• [EXCERPTED TEXT]
╔══

In-universe information
- Type: Humanoid

= Lycanthrope (Dungeons & Dragons) =

Class of fictional entities from Dungeons & Dragons

In Dungeons & Dragons, a lycanthrope (/ˈlaɪkənθroʊp/ LY-kən-throhp or /laɪˈkænθroʊp/ ly-KAN-throhp) is a humanoid shapeshifter based on various legends of lycanthropes, werecats, and other such beings. In addition to the werewolf, in Dungeons & Dragons, weretigers, wereboars, werebears and other shapeshifting creatures similar to werewolves and related beings are considered lycanthropes, although traditionally, the term "lycanthrope" refers to a wolf-human combination exclusively. The presence of lyncanthropes in the gaming system is one of the elements that has led Christian fundamentalists to condemn Dungeons & Dragons and to associate it with the occult.

==Description==
In the standard Dungeons & Dragons rules, lycanthropy is both hereditary (the children of lycanthropes are lycanthropes of the same type) and infectious (victims of lycanthrope bites become lycanthropes themselves, of the same type as the attacker). The rules distinguish between natural and afflicted lycanthropes, according to the cause of lycanthropy, and handle them by different rules.

Hereditary lycanthropes can change shape at will, and retain their personality, being in control of their actions. Infected lycanthropes' shapechanges are affected by the full moon. They usually are not aware of their actions and act as aggressive predators. Lycanthropes can assume the form of an animal/humanoid hybrid, in addition to their animal form. Most lycanthropes in animal form can communicate with animals of their type. In humanoid form, they can use any weapon, and in animal form they use natural weapons like the corresponding animals, but each type has a different fighting style in hybrid form.

Afflicted shapechangers, whose condition could be transmitted like a disease; some available as player character races.
While a "[t]raditional monster" with "the connotation of 'man' degraded into 'beast,'" depiction of the werewolf is related to those in 1930s and 1940s Hollywood movies like The Wolf Man.

Screen Rant has described the operation of lycanthropy in the game as an aspect that "makes no sense" because it is often a positive development for a character. "It is possible for a character to be infected with lycanthropy in Dungeons & Dragons and it comes highly recommended, as the benefits outweigh the negatives". It notes that "[i]n exchange for learning how to control your condition, you gain Damage Reduction, +2 to your Wisdom stat, the Scent ability, Low-Light Vision, a new Hit Dice, the Iron Will feat, and the ability to transform into a more powerful form". Like many examples of werewolves in modern fiction, D&Ds werewolves and other lycanthropes are vulnerable to silver and highly resistant to other kinds of harm.

An illustration in one edition of the Monster Manual implied that the beast in Disney's Beauty and the Beast was a lycanthrope, with a creature having a resemblance to the Beast attacking a human resembling that film's antagonist, Gaston.

╚══

• [ENTRIES SHOWN]

╔══

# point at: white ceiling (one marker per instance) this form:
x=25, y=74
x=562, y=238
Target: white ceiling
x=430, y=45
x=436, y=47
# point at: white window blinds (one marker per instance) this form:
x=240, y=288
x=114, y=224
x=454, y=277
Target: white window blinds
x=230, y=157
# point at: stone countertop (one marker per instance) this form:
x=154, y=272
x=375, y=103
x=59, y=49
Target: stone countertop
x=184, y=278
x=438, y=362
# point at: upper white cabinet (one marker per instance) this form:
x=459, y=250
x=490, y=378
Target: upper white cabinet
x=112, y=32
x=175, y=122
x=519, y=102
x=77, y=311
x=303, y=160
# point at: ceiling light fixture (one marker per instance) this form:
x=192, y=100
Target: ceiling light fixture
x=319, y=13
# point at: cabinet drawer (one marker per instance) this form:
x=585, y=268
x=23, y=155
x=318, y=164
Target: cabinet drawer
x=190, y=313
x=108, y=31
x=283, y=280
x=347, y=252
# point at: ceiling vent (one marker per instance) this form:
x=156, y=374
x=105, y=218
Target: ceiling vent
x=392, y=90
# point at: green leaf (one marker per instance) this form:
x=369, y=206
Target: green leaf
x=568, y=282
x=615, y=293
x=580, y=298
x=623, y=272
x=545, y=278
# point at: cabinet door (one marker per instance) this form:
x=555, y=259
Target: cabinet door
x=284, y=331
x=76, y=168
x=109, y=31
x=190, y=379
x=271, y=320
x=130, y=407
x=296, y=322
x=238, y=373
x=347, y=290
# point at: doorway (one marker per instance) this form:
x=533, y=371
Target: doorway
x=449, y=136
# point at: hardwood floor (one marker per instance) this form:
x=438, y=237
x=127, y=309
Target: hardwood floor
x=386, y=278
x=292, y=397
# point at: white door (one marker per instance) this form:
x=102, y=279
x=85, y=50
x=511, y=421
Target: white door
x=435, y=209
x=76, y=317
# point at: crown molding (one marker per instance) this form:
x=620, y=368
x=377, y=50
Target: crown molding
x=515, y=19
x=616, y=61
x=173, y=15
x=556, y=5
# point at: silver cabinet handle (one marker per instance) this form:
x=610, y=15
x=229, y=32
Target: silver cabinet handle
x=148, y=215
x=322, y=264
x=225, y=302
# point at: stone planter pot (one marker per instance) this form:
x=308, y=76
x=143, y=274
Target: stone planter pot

╚══

• [BRIEF] Transcribe verbatim the passage of the lycanthrope text that begins at the words "Class of fictional" and stops after the words "with the occult.".

• [EXERCISE OUTPUT]
Class of fictional entities from Dungeons & Dragons

In Dungeons & Dragons, a lycanthrope (/ˈlaɪkənθroʊp/ LY-kən-throhp or /laɪˈkænθroʊp/ ly-KAN-throhp) is a humanoid shapeshifter based on various legends of lycanthropes, werecats, and other such beings. In addition to the werewolf, in Dungeons & Dragons, weretigers, wereboars, werebears and other shapeshifting creatures similar to werewolves and related beings are considered lycanthropes, although traditionally, the term "lycanthrope" refers to a wolf-human combination exclusively. The presence of lyncanthropes in the gaming system is one of the elements that has led Christian fundamentalists to condemn Dungeons & Dragons and to associate it with the occult.